Requirement 1 >> Who are the defendants named in the judgment?
Requirement 2 >> Set down the part of the judgment that opens with the words containing "It is further" and closes with "claimed is exaggerated.".

Given passage >>

****

M. P. SHAH HOSPITAL v ROSE KASEMA & 2 others [2010] KEHC 3935 (KLR)
Full Case Text
REPUBLIC OF KENYA
lN THE HIGH COURT OF KENYA AT NAIROBI
MILIMANI LAW COURTS
CASE 996 OF 1998
M. P. SHAH HOSPITAL ……………………….………………PLAINTIFF
V E R S U S
1. ROSE KASEMA
2. LAWRENCE M. MAITHYA
3. JOHN J. MAITHYA …………………….………………DEFENDANTS
J U D G M E N T
The Plaintiff herein sought judgment against the Defendants, jointly and severally, for KShs. 3,140,014/00 pleaded as
“the amount due and owing by the Defendants to the Plaintiff for medical services rendered to NICOLAS M. KASEMA, particulars whereof are well-within the knowledge of the Defendants”.
It is further pleaded that the 1st Defendant,
“as the mother had in writing guaranteed and undertaken to bear the medical expenses in relation to the treatment (of) the said NICHOLAS M. KASEMA”.
Finally, it is pleaded that the 2nd and 3rd Defendants
“subsequently undertook and agreed to bear the charges relating (to) the treatment aforesaid…..”
The Defendants filed a joint defence and counterclaim. They pleaded that the Plaintiff was professionally negligent for failure to exercise reasonable care and skill in the treatment of the patient, and that therefore it should not recover the sum claimed. In the alternative the Defendants pleaded that the sum claimed is exaggerated.
The counterclaim was against the Plaintiff and one C. D. PATEL, the consultant neurosurgeon who treated the patient. The Defendants have pleaded in the counterclaim that the Plaintiff and the said doctor were negligent in the way they operated on, treated and attended to the patient, as a consequence of which he sustained severe injuries and suffered loss and damage. Particulars of negligence and special damage, injuries and illness of the patient are pleaded.
It is not clear from the court record if C. D. PATEL was served with process. In any event, he appears not to have entered appearance in the counterclaim or filed defence to the same. The Defendants do not appear to have taken any action against him on account of this default.
The Plaintiff filed defence to the counterclaim and denied liability.
The case came up for hearing on 2nd December, 2009. The Plaintiff called only one witness, STEPHEN NDETI NDOME(PW1). The Defendants, who did not personally attend the hearing, did not lead or call any evidence.

****

Stored data entries >>
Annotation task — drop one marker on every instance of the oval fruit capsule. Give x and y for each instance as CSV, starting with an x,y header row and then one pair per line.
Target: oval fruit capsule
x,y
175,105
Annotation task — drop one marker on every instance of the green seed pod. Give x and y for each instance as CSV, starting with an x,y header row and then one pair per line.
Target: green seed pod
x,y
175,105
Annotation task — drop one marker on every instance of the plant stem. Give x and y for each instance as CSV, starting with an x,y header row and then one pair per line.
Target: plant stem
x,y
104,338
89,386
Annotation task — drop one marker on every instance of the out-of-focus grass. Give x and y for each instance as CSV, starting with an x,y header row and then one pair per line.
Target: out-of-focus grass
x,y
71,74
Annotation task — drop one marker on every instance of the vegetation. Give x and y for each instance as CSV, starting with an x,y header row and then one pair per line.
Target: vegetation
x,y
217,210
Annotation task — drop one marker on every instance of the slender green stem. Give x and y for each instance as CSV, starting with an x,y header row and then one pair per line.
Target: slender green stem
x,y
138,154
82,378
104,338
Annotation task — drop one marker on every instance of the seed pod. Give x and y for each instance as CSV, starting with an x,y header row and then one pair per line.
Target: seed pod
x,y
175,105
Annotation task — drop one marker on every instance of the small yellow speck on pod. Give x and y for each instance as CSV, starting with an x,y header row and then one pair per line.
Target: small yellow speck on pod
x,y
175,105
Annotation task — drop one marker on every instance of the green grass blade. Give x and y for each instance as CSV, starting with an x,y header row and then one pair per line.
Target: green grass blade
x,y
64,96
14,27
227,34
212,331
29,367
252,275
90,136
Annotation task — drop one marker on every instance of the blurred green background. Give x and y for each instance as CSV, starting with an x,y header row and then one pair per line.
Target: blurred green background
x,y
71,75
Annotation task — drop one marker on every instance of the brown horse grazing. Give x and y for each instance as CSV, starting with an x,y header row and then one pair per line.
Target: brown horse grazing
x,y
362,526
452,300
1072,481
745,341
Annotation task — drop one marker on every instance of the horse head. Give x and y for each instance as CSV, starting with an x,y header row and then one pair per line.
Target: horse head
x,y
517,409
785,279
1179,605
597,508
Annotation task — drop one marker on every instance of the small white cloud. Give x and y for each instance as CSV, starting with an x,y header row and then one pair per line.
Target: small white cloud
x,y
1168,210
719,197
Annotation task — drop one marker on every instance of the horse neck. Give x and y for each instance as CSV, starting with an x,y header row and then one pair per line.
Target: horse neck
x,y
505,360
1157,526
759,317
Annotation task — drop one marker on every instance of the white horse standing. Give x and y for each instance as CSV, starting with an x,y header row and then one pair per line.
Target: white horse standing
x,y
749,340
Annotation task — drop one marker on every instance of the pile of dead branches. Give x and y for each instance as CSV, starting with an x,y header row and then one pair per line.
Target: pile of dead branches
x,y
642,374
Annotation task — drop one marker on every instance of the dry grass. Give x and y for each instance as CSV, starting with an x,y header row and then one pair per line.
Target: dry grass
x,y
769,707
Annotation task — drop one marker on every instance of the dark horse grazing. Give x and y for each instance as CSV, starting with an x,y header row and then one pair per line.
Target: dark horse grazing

****

Exercise solution 1 >>
1. Rose Kasema
2. Lawrence M. Maithya
3. John J. Maithya

Exercise solution 2 >>
It is further pleaded that the 1st Defendant,
“as the mother had in writing guaranteed and undertaken to bear the medical expenses in relation to the treatment (of) the said NICHOLAS M. KASEMA”.
Finally, it is pleaded that the 2nd and 3rd Defendants
“subsequently undertook and agreed to bear the charges relating (to) the treatment aforesaid…..”
The Defendants filed a joint defence and counterclaim. They pleaded that the Plaintiff was professionally negligent for failure to exercise reasonable care and skill in the treatment of the patient, and that therefore it should not recover the sum claimed. In the alternative the Defendants pleaded that the sum claimed is exaggerated.